-- Exercise material --
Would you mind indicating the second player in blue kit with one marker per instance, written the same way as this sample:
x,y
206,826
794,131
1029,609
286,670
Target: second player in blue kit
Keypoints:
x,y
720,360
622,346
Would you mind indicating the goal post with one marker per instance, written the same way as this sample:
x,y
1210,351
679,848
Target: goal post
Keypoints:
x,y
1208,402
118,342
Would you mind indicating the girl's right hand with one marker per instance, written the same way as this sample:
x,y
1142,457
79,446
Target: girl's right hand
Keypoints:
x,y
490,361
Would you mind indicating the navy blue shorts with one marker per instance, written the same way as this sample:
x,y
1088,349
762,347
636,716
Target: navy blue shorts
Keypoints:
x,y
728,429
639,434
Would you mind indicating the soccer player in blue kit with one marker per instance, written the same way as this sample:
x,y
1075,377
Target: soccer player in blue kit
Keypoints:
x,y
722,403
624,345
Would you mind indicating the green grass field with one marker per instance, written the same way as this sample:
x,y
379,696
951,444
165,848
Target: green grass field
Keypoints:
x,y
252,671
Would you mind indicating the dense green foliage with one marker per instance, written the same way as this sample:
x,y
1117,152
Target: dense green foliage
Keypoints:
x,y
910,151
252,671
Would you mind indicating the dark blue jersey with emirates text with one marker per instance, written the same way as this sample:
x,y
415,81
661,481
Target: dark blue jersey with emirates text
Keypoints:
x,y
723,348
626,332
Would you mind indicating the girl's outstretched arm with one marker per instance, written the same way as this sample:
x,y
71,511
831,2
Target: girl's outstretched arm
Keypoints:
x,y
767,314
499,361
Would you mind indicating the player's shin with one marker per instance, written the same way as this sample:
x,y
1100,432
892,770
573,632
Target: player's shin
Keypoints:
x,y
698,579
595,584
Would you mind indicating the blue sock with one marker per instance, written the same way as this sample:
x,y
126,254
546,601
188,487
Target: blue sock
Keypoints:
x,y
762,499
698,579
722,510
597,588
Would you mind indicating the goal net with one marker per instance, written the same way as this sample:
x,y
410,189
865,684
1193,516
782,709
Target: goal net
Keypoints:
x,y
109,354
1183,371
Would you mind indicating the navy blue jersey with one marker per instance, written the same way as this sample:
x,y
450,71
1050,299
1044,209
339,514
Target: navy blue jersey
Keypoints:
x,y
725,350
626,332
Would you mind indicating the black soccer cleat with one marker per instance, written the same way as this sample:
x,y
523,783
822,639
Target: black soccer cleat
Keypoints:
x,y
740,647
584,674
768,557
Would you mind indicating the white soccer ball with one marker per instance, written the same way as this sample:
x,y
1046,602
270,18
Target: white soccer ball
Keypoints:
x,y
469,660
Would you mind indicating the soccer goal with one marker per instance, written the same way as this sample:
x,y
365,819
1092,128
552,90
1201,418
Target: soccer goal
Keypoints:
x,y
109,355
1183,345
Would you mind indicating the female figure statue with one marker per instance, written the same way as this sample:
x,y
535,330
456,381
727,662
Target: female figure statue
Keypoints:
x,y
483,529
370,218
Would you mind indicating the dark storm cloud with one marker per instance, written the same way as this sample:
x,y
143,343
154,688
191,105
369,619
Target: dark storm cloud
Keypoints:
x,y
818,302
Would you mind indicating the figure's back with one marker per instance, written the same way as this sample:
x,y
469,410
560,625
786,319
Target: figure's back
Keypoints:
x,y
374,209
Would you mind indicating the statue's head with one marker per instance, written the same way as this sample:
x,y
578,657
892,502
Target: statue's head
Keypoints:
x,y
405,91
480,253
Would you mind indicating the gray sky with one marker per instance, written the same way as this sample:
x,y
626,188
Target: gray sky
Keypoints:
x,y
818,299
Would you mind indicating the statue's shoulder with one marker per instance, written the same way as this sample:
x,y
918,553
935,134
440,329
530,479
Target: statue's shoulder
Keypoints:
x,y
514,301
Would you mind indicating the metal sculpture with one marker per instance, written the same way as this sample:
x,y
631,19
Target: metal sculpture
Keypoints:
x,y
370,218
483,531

-- Exercise instructions --
Reproduce every item above verbatim, keeping each line unchanged and in its original order.

-- Expected output --
Would you mind indicating the second player in blue kit with one marker per instance, written the same way as this sample:
x,y
206,826
794,131
1029,609
286,670
Target: second player in blue kit
Keypoints:
x,y
720,360
622,346
Would you mind indicating the goal post with one marker per instance, written the same way as this sample:
x,y
1210,351
679,848
Target: goal post
Keypoints:
x,y
1208,402
118,342
Would you mind indicating the girl's right hand with one marker per instance, written the same way as this sample:
x,y
1142,457
79,446
Target: girl's right hand
Keypoints:
x,y
490,361
Would you mind indicating the navy blue shorts with one marker per instance, written the same way as this sample:
x,y
1088,349
762,347
636,716
Target: navy blue shorts
Keypoints:
x,y
728,429
639,434
Would you mind indicating the soccer player in blue kit with one marker per instance, written the same way as this sample:
x,y
1075,377
Target: soccer player in blue kit
Keypoints:
x,y
722,403
624,345
Would you mind indicating the green grass field with one marker per instance, written the same way as this sample:
x,y
379,696
951,444
165,848
Target: green grass field
Keypoints:
x,y
252,671
Would you mind indicating the dense green foliage with one marker per instance, written the same way as this sample:
x,y
1117,152
Target: dense green foliage
Keypoints:
x,y
910,151
252,671
Would you mind indicating the dark blue jersey with emirates text with one marker per instance, written the same way as this sample:
x,y
415,81
661,481
Target: dark blue jersey with emirates text
Keypoints:
x,y
723,348
626,332
Would you mind indicating the girl's outstretched arm with one marker per instance, written the same way as this sample:
x,y
71,511
831,2
Target: girl's outstretched arm
Keypoints:
x,y
767,314
499,361
Would you mind indicating the player's shin with one marker per instance, written the same way as this sample:
x,y
1100,432
892,770
573,632
Target: player's shin
Keypoints:
x,y
698,579
595,584
Would you mind indicating the blue sock with one marker per instance, written the same way as this sample:
x,y
126,254
546,601
188,487
Target: blue sock
Keypoints:
x,y
762,499
698,579
722,510
597,588
Would you mind indicating the goal net with one marker per instance, written the same way as this sample:
x,y
410,189
865,684
1193,516
782,709
Target: goal net
Keypoints:
x,y
109,354
1183,371
Would you mind indicating the navy blue jersey with one marker per instance, written the same way as this sample:
x,y
450,71
1050,299
1044,209
339,514
Target: navy blue jersey
Keypoints:
x,y
725,350
626,332
Would you mind indicating the black soccer cleat with one marker per instance, written the same way as this sample:
x,y
523,783
822,639
Target: black soccer cleat
Keypoints:
x,y
740,647
584,674
768,557
Would you mind indicating the white soccer ball with one marker per instance, written the same way as this sample:
x,y
1046,602
270,18
Target: white soccer ball
Keypoints:
x,y
469,660
Would you mind indicating the soccer goal with one marker per instance, written the same way as this sample:
x,y
365,819
1092,128
552,90
1201,418
Target: soccer goal
Keypoints:
x,y
109,355
1183,345
Would you mind indicating the female figure statue with one marker per instance, written the same way as this sample:
x,y
535,330
456,381
727,662
Target: female figure statue
Keypoints:
x,y
483,529
370,218
Would you mind indicating the dark storm cloud with one marker per instance, written the same way as this sample:
x,y
143,343
154,688
191,105
369,619
Target: dark storm cloud
Keypoints:
x,y
818,302
Would you mind indicating the figure's back with one marker per instance, written the same way as this sample:
x,y
469,410
560,625
786,319
Target: figure's back
Keypoints:
x,y
374,209
Would you mind indicating the statue's head with one marker per instance, written the same way as this sample:
x,y
578,657
892,502
Target: statue's head
Keypoints:
x,y
405,91
480,253
Would you mind indicating the gray sky with one marker per instance, written the same way as this sample:
x,y
626,188
Target: gray sky
Keypoints:
x,y
818,299
Would you mind indicating the statue's shoulder with one marker per instance, written the same way as this sample:
x,y
918,553
935,134
440,329
530,479
Target: statue's shoulder
Keypoints:
x,y
514,301
Would you mind indicating the metal sculpture with one marker per instance, written the same way as this sample:
x,y
631,19
Target: metal sculpture
Keypoints:
x,y
370,218
483,531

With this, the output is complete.